[[ RECORDS TO USE, beginning ]]

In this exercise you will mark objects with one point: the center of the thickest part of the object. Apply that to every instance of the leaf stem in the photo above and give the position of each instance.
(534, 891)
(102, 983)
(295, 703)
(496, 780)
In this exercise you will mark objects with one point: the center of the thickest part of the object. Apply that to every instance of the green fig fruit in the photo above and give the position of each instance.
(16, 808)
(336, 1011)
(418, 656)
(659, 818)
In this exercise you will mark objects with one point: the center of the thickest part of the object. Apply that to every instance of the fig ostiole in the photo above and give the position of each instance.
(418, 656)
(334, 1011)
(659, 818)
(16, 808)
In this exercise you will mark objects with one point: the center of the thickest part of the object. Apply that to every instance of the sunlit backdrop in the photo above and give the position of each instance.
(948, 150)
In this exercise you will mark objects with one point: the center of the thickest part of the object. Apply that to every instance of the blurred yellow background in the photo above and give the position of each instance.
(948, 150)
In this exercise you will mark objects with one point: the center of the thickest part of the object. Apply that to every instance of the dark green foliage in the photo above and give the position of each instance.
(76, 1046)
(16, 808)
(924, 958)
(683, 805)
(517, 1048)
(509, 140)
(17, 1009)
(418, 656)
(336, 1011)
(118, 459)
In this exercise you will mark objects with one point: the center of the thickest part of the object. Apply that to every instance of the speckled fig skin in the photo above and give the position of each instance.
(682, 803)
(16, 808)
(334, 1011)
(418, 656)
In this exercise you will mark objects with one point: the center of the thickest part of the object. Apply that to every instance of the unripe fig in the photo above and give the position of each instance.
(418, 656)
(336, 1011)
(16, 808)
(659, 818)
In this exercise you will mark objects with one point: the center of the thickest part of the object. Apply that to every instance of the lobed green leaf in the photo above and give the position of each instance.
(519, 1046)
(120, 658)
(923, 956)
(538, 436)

[[ RECORDS TO USE, end ]]

[ACTION ITEM]:
Each line of the data should be transcribed exactly.

[RESPONSE AREA]:
In this exercise you will mark objects with one point: the center of the thickest part of the object. Apply that to every instance of the leaf stem in the photo above and give the position of each instance.
(534, 891)
(102, 983)
(295, 703)
(496, 780)
In this exercise you will mark objects with one point: the center of the thickest part of the object. Apply that to every instance of the green fig fruit in the photo above and give the position of each instance.
(16, 808)
(336, 1011)
(418, 656)
(659, 818)
In this exercise you will mark objects with one point: the center of the thickest part of the object. Apply that to every instance of the fig ostiole in the photo above and give the position of each instance.
(418, 656)
(334, 1011)
(659, 818)
(16, 808)
In this exercise you will mark objects with one point: the center of the thickest part of the object. Apply that to every instance of the sunlit backdrop in the photo above and give the position of each instance.
(948, 150)
In this exercise you will mark objects with one point: the center of the thickest part of the object. Apply that to every instance of the blurred yellow background in the photo above and give the position of each instance.
(948, 150)
In this exercise you will mark objects with one point: the center of the thickest part of the object. Apply that to every instance of the dark green foliage in the photo above and give the position of each instance.
(76, 1046)
(16, 808)
(924, 958)
(683, 805)
(517, 1048)
(509, 140)
(17, 1009)
(418, 656)
(336, 1011)
(118, 459)
In this exercise you will mark objects with one point: the center of the thickest part of the object. Apply that to every instance of the speckled fig skin in the photo above and give the position of each instance.
(682, 803)
(16, 808)
(334, 1011)
(418, 656)
In this exercise you will mark objects with one point: the center of the thickest part of the object. Apply that to every instance of the unripe fig in the photo above and give the position of each instance.
(418, 656)
(336, 1011)
(16, 808)
(659, 818)
In this exercise you will mark objects with one point: the center of the thickest part of the object. Apply that to every instance of the lobed green leaf in the photo above and give the position of each instance.
(519, 1046)
(120, 658)
(923, 956)
(538, 436)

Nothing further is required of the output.